Lá atrás no meu cérebro, o som trouxe as recordações do outro amolador, o da aldeia.
Para que servia?
Para amolar tesouras, meter grampos em pratos partidos que se queriam aproveitar ainda, afiar facas e consertar os guarda-chuvas que se iam degradando.
Era para isso que aparecia regularmente na ladeia.
A primeira reminiscência que tenho do amolador é muito remota. Eu devia ter uns quatro ou cinco anos. Depois disso, sempre que o ouvia, era uma festa dentro de mim e dos outros miúdos.
Ele era de fora.
Já ninguém se lembra de onde.
Acho que chegava numa motoreta velhíssima.
Lembro-me de que ele armazenava guarda-chuvas estragados, avariados que pendurava lá atrás. Este que vi hoje tinha uma roda grande. Acho que o da minha meninice também. Porque era com essa roda que afiava as facas e as tesouras.

Material:
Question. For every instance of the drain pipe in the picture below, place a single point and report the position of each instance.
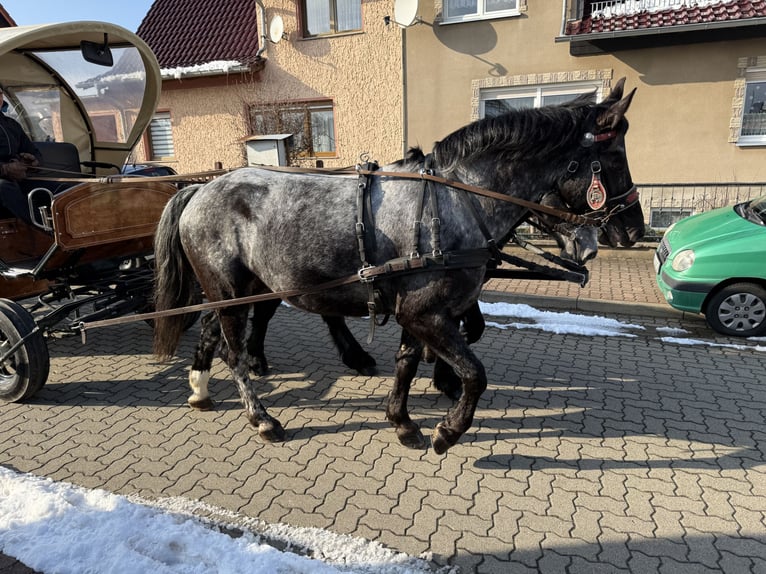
(563, 18)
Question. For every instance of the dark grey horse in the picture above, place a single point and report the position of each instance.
(259, 231)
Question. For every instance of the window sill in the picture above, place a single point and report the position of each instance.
(752, 141)
(478, 18)
(330, 35)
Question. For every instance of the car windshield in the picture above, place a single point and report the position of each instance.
(755, 210)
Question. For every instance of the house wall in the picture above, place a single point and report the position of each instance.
(680, 118)
(360, 72)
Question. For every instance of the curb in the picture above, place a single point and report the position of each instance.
(592, 305)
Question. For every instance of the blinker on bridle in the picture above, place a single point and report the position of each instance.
(596, 194)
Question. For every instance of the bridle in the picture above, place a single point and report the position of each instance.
(597, 197)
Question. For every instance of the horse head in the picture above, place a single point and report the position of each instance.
(597, 178)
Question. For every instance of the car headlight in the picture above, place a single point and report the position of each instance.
(683, 260)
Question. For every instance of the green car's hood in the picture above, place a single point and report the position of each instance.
(725, 245)
(716, 228)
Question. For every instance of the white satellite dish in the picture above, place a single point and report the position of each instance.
(406, 12)
(276, 29)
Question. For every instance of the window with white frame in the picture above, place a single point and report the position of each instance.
(753, 129)
(323, 17)
(161, 137)
(497, 101)
(312, 125)
(467, 10)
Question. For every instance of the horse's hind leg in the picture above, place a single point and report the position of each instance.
(233, 324)
(199, 375)
(351, 352)
(445, 378)
(407, 359)
(263, 312)
(442, 334)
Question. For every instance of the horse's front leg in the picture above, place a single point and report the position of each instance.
(210, 336)
(445, 378)
(442, 335)
(233, 325)
(351, 352)
(407, 359)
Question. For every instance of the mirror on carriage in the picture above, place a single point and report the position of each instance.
(97, 53)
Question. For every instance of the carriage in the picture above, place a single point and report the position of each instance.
(84, 92)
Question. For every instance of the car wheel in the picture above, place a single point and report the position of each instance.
(738, 310)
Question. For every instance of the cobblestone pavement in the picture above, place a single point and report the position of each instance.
(587, 454)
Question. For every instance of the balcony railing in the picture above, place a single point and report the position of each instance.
(609, 8)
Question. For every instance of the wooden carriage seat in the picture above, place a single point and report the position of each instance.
(58, 157)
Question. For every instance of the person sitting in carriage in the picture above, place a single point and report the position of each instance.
(17, 155)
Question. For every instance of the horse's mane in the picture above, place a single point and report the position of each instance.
(542, 132)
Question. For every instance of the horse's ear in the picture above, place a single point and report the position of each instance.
(617, 90)
(614, 114)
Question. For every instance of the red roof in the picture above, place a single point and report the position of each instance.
(725, 11)
(192, 32)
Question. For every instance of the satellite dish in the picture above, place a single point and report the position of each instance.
(276, 29)
(406, 12)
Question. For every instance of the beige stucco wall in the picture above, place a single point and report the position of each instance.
(360, 72)
(680, 118)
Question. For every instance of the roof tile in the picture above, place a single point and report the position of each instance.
(193, 32)
(726, 10)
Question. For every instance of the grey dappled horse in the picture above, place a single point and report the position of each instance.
(258, 231)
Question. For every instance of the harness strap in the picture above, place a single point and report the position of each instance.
(365, 237)
(464, 258)
(536, 207)
(365, 226)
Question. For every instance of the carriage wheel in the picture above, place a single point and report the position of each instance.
(25, 372)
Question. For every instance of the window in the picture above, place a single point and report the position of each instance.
(322, 17)
(753, 130)
(161, 137)
(312, 125)
(466, 10)
(496, 101)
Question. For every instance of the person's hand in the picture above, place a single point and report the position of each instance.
(29, 159)
(14, 170)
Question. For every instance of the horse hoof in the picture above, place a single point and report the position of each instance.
(411, 437)
(259, 368)
(202, 405)
(367, 371)
(442, 439)
(271, 431)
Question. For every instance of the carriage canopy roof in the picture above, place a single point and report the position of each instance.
(59, 95)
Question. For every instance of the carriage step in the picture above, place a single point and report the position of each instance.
(17, 270)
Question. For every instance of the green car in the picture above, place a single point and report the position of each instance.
(715, 263)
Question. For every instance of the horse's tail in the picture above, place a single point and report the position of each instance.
(174, 280)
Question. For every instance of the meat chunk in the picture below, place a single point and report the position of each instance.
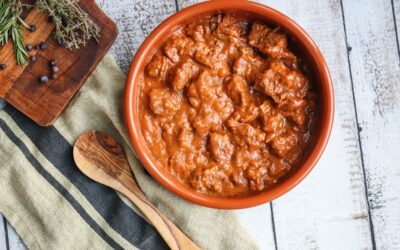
(284, 143)
(271, 42)
(164, 103)
(296, 110)
(256, 177)
(213, 60)
(179, 46)
(230, 26)
(248, 67)
(209, 179)
(159, 67)
(252, 136)
(283, 84)
(258, 35)
(183, 73)
(185, 138)
(273, 122)
(221, 147)
(213, 105)
(238, 91)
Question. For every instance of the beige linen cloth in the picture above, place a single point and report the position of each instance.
(53, 206)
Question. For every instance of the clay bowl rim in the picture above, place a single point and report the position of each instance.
(147, 49)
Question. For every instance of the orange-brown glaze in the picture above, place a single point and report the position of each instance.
(225, 106)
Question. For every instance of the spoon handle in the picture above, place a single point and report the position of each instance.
(172, 235)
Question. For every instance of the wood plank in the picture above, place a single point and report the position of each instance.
(135, 19)
(329, 209)
(2, 103)
(14, 241)
(134, 26)
(257, 220)
(44, 103)
(3, 241)
(375, 68)
(301, 217)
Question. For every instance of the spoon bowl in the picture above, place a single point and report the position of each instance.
(102, 159)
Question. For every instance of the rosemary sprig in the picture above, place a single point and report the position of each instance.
(74, 28)
(10, 27)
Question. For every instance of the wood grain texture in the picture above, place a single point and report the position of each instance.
(328, 210)
(257, 220)
(14, 71)
(43, 103)
(375, 67)
(135, 19)
(102, 159)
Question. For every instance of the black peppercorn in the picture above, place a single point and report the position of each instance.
(54, 69)
(43, 46)
(62, 43)
(29, 47)
(53, 63)
(32, 28)
(43, 79)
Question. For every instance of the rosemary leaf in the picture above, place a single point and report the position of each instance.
(74, 28)
(10, 27)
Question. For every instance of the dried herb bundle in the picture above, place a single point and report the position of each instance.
(10, 27)
(74, 27)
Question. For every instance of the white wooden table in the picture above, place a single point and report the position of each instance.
(351, 200)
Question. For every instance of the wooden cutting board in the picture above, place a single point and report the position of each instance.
(45, 102)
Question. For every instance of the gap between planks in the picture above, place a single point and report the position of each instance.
(371, 225)
(375, 65)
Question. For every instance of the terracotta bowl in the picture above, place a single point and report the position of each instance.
(310, 53)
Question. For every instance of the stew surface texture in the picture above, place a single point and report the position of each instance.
(225, 105)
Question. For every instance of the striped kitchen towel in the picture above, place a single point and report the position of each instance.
(53, 206)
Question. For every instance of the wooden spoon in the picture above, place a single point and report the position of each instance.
(102, 159)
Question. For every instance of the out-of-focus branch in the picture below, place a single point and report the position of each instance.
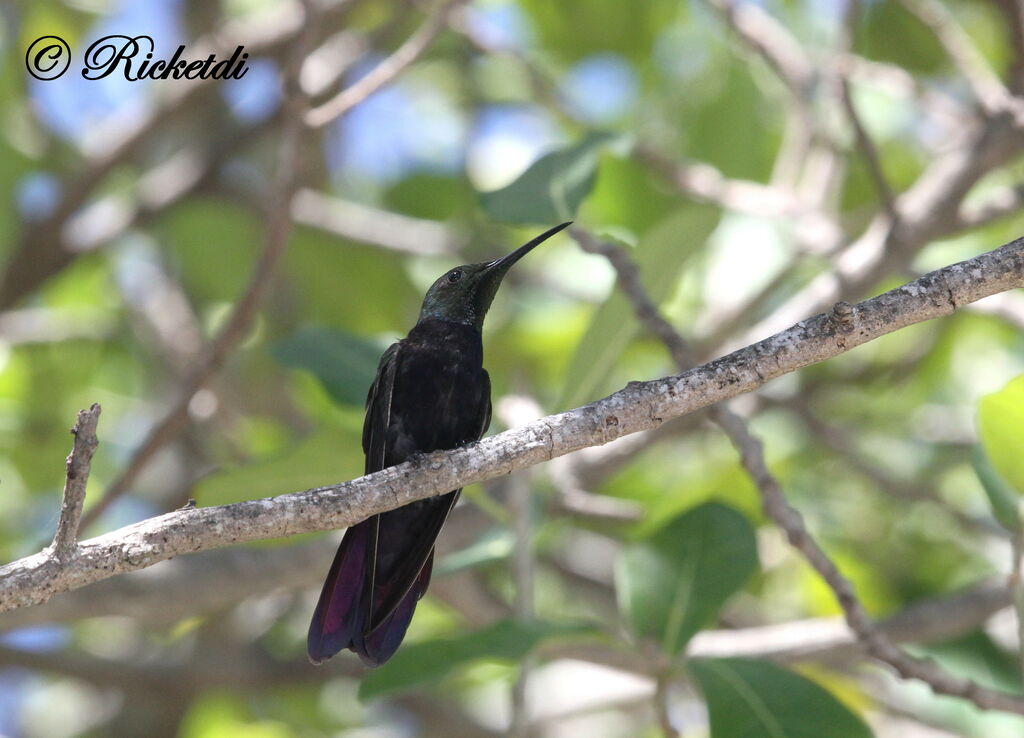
(383, 73)
(998, 204)
(777, 508)
(66, 537)
(926, 211)
(985, 85)
(772, 42)
(354, 221)
(864, 142)
(278, 229)
(47, 247)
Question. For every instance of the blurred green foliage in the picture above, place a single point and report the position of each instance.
(901, 454)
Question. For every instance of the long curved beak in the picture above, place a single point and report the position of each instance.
(500, 266)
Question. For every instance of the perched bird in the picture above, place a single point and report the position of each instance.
(431, 392)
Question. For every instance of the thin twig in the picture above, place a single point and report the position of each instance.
(864, 142)
(985, 85)
(278, 228)
(383, 73)
(79, 461)
(775, 505)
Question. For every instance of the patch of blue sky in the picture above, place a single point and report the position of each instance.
(505, 140)
(257, 95)
(37, 196)
(411, 126)
(500, 25)
(600, 88)
(37, 639)
(73, 106)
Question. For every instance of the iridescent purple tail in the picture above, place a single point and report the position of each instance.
(344, 614)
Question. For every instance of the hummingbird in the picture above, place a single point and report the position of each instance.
(430, 393)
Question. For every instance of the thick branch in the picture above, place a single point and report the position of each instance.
(640, 405)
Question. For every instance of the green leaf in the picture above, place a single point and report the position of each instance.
(425, 663)
(496, 545)
(1000, 418)
(552, 187)
(660, 255)
(1003, 500)
(344, 363)
(673, 583)
(749, 698)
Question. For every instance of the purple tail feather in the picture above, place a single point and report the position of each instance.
(341, 609)
(343, 617)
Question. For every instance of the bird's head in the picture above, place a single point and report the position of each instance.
(465, 293)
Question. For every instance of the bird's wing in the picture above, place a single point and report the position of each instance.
(379, 409)
(344, 601)
(407, 535)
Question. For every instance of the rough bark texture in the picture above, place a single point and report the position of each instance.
(640, 405)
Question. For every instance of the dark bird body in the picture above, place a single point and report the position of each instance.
(431, 392)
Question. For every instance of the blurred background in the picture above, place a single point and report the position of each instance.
(760, 161)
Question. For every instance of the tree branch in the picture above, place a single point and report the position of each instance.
(84, 446)
(383, 73)
(279, 225)
(785, 516)
(640, 405)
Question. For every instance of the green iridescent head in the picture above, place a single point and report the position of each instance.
(465, 293)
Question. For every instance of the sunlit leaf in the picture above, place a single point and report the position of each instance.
(496, 545)
(422, 664)
(748, 698)
(673, 583)
(1000, 418)
(344, 363)
(552, 187)
(1003, 500)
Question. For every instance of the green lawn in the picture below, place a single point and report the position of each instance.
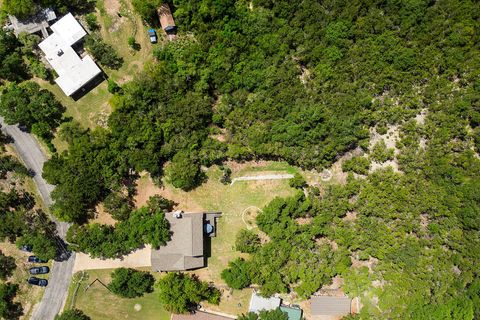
(93, 109)
(100, 304)
(232, 202)
(27, 295)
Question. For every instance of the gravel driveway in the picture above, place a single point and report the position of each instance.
(61, 273)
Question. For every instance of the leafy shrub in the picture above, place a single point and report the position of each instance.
(133, 44)
(184, 171)
(72, 314)
(103, 52)
(7, 265)
(247, 241)
(380, 152)
(359, 165)
(298, 181)
(118, 206)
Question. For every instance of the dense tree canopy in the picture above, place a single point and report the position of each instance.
(181, 293)
(146, 225)
(8, 308)
(306, 81)
(26, 8)
(72, 314)
(276, 314)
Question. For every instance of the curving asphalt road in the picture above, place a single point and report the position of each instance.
(61, 272)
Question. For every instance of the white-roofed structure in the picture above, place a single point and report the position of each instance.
(73, 71)
(259, 303)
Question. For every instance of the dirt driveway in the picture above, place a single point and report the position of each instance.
(136, 259)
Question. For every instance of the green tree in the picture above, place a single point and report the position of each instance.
(181, 293)
(359, 165)
(72, 314)
(380, 152)
(131, 283)
(184, 172)
(32, 107)
(19, 8)
(7, 265)
(298, 181)
(92, 22)
(147, 9)
(276, 314)
(103, 52)
(237, 276)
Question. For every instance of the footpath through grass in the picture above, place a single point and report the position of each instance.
(100, 304)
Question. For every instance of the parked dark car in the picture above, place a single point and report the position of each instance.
(38, 282)
(35, 259)
(39, 270)
(153, 35)
(26, 248)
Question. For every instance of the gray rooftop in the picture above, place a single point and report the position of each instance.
(330, 305)
(185, 249)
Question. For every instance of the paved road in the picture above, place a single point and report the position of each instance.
(60, 276)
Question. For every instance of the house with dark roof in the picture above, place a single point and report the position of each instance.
(185, 250)
(330, 306)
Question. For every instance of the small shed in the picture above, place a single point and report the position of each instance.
(166, 19)
(334, 306)
(36, 23)
(259, 303)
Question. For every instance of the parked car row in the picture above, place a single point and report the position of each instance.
(37, 270)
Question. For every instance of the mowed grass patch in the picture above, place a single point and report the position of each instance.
(27, 295)
(100, 304)
(236, 203)
(118, 22)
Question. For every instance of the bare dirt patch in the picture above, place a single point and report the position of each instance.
(103, 217)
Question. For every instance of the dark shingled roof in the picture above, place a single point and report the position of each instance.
(185, 249)
(337, 306)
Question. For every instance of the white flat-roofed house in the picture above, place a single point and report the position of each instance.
(73, 71)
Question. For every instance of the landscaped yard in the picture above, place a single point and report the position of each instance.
(117, 23)
(27, 295)
(237, 202)
(99, 303)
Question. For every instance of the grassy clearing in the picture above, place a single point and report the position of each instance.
(28, 295)
(99, 303)
(232, 201)
(115, 30)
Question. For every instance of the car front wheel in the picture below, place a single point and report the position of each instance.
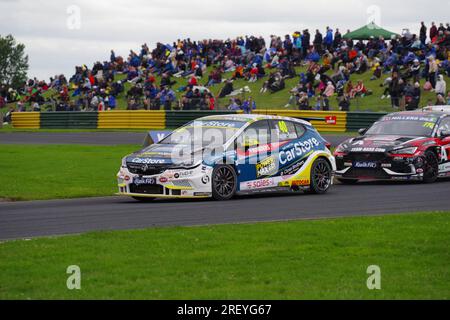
(224, 182)
(321, 175)
(430, 168)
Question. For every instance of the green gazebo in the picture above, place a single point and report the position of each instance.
(369, 31)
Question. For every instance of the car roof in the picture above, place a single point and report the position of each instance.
(444, 109)
(250, 118)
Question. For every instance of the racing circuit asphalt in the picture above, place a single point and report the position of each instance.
(60, 217)
(96, 138)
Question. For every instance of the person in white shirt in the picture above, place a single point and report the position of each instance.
(441, 86)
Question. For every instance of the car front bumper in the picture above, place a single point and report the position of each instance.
(378, 166)
(172, 183)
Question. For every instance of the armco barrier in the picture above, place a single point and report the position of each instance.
(69, 120)
(26, 120)
(157, 120)
(338, 119)
(132, 119)
(359, 120)
(175, 119)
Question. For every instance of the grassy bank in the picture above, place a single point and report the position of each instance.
(292, 260)
(35, 172)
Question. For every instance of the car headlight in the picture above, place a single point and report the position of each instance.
(124, 163)
(409, 151)
(187, 165)
(341, 148)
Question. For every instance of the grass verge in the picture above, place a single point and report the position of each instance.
(37, 172)
(325, 259)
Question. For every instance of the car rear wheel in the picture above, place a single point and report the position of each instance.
(321, 175)
(143, 199)
(430, 167)
(348, 181)
(224, 182)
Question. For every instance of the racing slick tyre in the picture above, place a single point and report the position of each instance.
(224, 182)
(143, 199)
(430, 167)
(321, 175)
(348, 181)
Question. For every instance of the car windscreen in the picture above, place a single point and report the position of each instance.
(404, 126)
(204, 133)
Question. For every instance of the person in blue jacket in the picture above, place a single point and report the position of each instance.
(328, 41)
(249, 105)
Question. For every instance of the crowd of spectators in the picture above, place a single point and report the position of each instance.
(331, 64)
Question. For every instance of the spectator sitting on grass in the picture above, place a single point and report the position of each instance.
(303, 102)
(234, 104)
(344, 103)
(359, 90)
(249, 105)
(440, 100)
(441, 86)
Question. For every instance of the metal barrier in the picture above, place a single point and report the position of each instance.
(26, 120)
(140, 119)
(330, 121)
(358, 120)
(68, 120)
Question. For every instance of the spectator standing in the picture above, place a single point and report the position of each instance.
(423, 33)
(249, 105)
(318, 40)
(433, 31)
(441, 86)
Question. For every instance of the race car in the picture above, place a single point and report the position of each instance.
(228, 155)
(400, 146)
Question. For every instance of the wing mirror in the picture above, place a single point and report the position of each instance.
(445, 134)
(362, 131)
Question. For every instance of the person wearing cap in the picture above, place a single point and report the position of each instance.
(441, 86)
(415, 70)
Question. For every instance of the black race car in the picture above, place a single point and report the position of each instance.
(400, 146)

Enunciado 1:
Apresente as entradas em CSV com duas colunas, texto e resposta, com uma linha por entrada. Cada valor deve ficar num único campo entre aspas e com as quebras de linha substituídas por espaços. Comece na linha que contém "Question. For every instance of the spectator sitting" e termine no fim das entradas, ambas incluídas.
Enunciado 2:
Escreva, por favor, a continuação do texto sobre o amolador a partir da última frase apresentada.

Resultado 1:
texto,resposta
"Question. For every instance of the spectator sitting on grass in the picture above, place a single point and report the position of each instance.","(303, 102) (234, 104) (344, 103) (359, 90) (249, 105) (440, 100) (441, 86)"
"Question. For every instance of the metal barrier in the picture above, place a single point and report the position of each instance.","(26, 120) (140, 119) (330, 121) (358, 120) (68, 120)"
"Question. For every instance of the spectator standing in the picture above, place a single point and report the position of each instance.","(423, 33) (249, 105) (318, 40) (433, 31) (441, 86)"
"Question. For every instance of the race car in the picture above, place a single point and report the position of each instance.","(228, 155) (400, 146)"
"Question. For every instance of the wing mirror in the picture above, place a single point and report the position of each instance.","(445, 134) (362, 131)"
"Question. For every instance of the person wearing cap in the picture above, place a single point and report the position of each instance.","(441, 86) (415, 70)"
"Question. For every instance of the black race car in the picture above, place a single point and report the position of each instance.","(400, 146)"

Resultado 2:
O grito de marketing do homem na aldeia era este (e é insubstituível):
- Compõem-se as varetas dos guarda-chuvas e não se enleia o arame!
Tudo muito musicado.
Depois, uma gaitada na gaita-de-beiços especial.
E ainda:
- Afiam-se as facas e amolam-se as tesouras!
Sempre a mesma «melodia» na voz de pregão…
E lá ia outra gaitada…
Que maravilha.
E que bom, tantos anos depois, a tantos quilómetros, voltar a ouvir a mesma gaita… Mas sem pregão, não sei porquê. Sinal dos tempos: já não há tempo para floreados…
O homem seguiu.
Já se foi embora.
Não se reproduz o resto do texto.